# Problem to work on
Substitute "Annotator check" for every occurrence of "Reviewer check" in the lines below, and write them out again with nothing else altered and the pictures omitted.

Rows from an object pointing dataset
━━━━━━━━━━

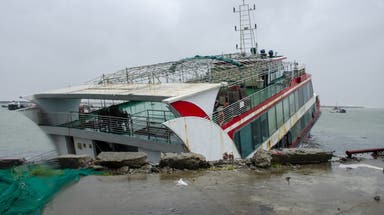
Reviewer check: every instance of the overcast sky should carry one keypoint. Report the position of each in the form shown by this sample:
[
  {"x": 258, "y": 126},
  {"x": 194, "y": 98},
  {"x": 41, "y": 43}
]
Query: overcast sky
[{"x": 47, "y": 44}]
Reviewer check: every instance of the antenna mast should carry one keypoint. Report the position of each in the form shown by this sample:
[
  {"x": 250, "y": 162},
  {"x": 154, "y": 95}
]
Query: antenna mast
[{"x": 246, "y": 29}]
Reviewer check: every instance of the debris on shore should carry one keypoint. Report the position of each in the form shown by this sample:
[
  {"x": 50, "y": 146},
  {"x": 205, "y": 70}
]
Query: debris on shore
[{"x": 122, "y": 163}]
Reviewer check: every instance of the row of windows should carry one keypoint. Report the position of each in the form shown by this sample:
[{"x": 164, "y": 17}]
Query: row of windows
[{"x": 250, "y": 137}]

━━━━━━━━━━

# Finished answer
Annotator check: every instance of the overcast sky should carry one keypoint. Report the position of each in the form shown by this sample:
[
  {"x": 258, "y": 126},
  {"x": 194, "y": 98},
  {"x": 41, "y": 43}
]
Query: overcast sky
[{"x": 47, "y": 44}]
Annotator check: every instance of the antenna mast should carry one keypoint. Report the position of each in the form shown by this sample:
[
  {"x": 250, "y": 162},
  {"x": 154, "y": 95}
]
Query: antenna mast
[{"x": 246, "y": 29}]
Annotator check: every instance of the debris on shore should carry one keypoint. Report the position of each in the form shown by this sample:
[
  {"x": 50, "y": 146},
  {"x": 205, "y": 70}
]
Query: debris on shore
[{"x": 122, "y": 163}]
Annotator check: every instance of the row of windows should carry one keypoint. Report the position of each in the form shown by this sample:
[{"x": 164, "y": 17}]
Query: row of windows
[{"x": 250, "y": 137}]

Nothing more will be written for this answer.